▶ **Extracted records**:
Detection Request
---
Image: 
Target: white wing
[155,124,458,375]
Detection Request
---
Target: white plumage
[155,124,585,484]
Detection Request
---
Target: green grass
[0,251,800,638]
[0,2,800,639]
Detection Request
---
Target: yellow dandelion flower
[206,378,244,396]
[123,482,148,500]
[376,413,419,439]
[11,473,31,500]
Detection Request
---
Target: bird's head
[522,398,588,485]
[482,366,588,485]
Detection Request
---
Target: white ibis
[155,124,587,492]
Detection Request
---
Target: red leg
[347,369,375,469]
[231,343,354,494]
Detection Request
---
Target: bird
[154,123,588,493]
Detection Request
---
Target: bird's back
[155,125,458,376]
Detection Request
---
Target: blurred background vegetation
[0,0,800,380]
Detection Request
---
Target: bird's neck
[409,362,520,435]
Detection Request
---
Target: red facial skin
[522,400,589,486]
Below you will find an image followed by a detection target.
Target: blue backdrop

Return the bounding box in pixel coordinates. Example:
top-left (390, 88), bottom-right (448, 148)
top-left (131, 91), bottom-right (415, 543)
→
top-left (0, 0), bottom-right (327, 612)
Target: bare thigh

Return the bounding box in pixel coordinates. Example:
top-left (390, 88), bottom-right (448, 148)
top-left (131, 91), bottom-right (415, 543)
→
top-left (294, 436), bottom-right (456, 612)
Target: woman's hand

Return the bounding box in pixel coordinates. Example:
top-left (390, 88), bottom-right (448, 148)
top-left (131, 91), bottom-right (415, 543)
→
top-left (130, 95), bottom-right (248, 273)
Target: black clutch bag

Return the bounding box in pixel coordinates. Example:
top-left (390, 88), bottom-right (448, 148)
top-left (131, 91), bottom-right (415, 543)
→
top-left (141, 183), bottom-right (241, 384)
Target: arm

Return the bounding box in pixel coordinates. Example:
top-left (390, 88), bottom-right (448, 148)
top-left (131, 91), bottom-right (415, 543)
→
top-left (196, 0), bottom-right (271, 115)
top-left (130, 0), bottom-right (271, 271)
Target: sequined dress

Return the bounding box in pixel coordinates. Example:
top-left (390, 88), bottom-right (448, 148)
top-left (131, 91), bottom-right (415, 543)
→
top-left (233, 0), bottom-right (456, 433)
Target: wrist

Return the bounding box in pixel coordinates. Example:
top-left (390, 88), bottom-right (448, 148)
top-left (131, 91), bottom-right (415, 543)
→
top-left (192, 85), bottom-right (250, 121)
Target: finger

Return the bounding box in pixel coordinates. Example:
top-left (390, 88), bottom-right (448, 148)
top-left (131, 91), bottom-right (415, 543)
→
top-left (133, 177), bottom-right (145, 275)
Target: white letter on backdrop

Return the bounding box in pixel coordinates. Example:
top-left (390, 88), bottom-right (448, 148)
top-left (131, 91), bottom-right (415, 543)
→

▶ **Problem description**: Put every line of the data above into a JSON list of strings, with one string per line and blank lines omitted.

▶ **Worked answer**:
[
  "Detection Request",
  "---",
  "Image: ",
  "Target: white wing",
  "[155,124,458,375]",
  "Detection Request",
  "---",
  "Target: white plumage",
  "[155,124,585,484]",
  "Detection Request",
  "---",
  "Target: green grass",
  "[0,251,800,638]",
  "[0,2,800,639]",
  "Detection Request",
  "---",
  "Target: yellow dandelion flower",
  "[206,378,244,396]",
  "[123,482,148,500]",
  "[376,413,419,439]",
  "[11,473,31,500]",
  "Detection Request",
  "---",
  "Target: bird's head",
  "[522,398,588,485]",
  "[482,366,588,485]",
  "Detection Request",
  "---",
  "Target: white ibis",
  "[155,124,587,492]",
  "Detection Request",
  "---",
  "Target: red leg",
  "[347,369,375,469]",
  "[231,343,354,494]",
  "Detection Request",
  "---",
  "Target: bird",
  "[154,123,588,493]",
  "Detection Request",
  "---",
  "Target: bird's back",
  "[155,125,458,376]",
  "Detection Request",
  "---",
  "Target: blurred background vegetation",
  "[0,0,800,380]",
  "Detection Request",
  "---",
  "Target: bird's neck",
  "[409,362,520,435]",
  "Detection Request",
  "---",
  "Target: red facial skin",
  "[522,400,589,486]",
  "Below you will find an image followed by a detection target.",
  "Target: blue backdrop",
  "Return the bounding box in pixel coordinates. Example:",
  "top-left (390, 88), bottom-right (448, 148)",
  "top-left (131, 91), bottom-right (415, 543)",
  "→",
  "top-left (0, 0), bottom-right (327, 612)",
  "Target: bare thigh",
  "Return the bounding box in pixel coordinates. Example:",
  "top-left (390, 88), bottom-right (448, 148)",
  "top-left (131, 91), bottom-right (415, 543)",
  "→",
  "top-left (294, 436), bottom-right (456, 612)",
  "Target: woman's hand",
  "Return the bounding box in pixel coordinates. Example:",
  "top-left (390, 88), bottom-right (448, 148)",
  "top-left (131, 91), bottom-right (415, 543)",
  "→",
  "top-left (130, 95), bottom-right (248, 273)",
  "Target: black clutch bag",
  "Return the bounding box in pixel coordinates. Example:",
  "top-left (390, 88), bottom-right (448, 148)",
  "top-left (131, 91), bottom-right (415, 543)",
  "→",
  "top-left (141, 183), bottom-right (241, 384)",
  "Target: arm",
  "Return the bounding box in pixel coordinates. Example:",
  "top-left (390, 88), bottom-right (448, 148)",
  "top-left (131, 91), bottom-right (415, 543)",
  "→",
  "top-left (196, 0), bottom-right (271, 115)",
  "top-left (130, 0), bottom-right (271, 271)",
  "Target: sequined dress",
  "Return the bounding box in pixel coordinates. Example:",
  "top-left (390, 88), bottom-right (448, 148)",
  "top-left (131, 91), bottom-right (415, 543)",
  "→",
  "top-left (233, 0), bottom-right (456, 433)",
  "Target: wrist",
  "Return the bounding box in pixel coordinates. Example:",
  "top-left (390, 88), bottom-right (448, 148)",
  "top-left (131, 91), bottom-right (415, 543)",
  "→",
  "top-left (192, 85), bottom-right (250, 121)",
  "Target: finger",
  "Return the bounding box in pixel coordinates. Example:",
  "top-left (390, 88), bottom-right (448, 148)",
  "top-left (131, 91), bottom-right (415, 543)",
  "→",
  "top-left (133, 177), bottom-right (145, 275)",
  "Target: white letter on backdrop",
  "Return the bounding box in pixel coordinates. Example:",
  "top-left (390, 88), bottom-right (448, 148)",
  "top-left (131, 91), bottom-right (415, 543)",
  "→"
]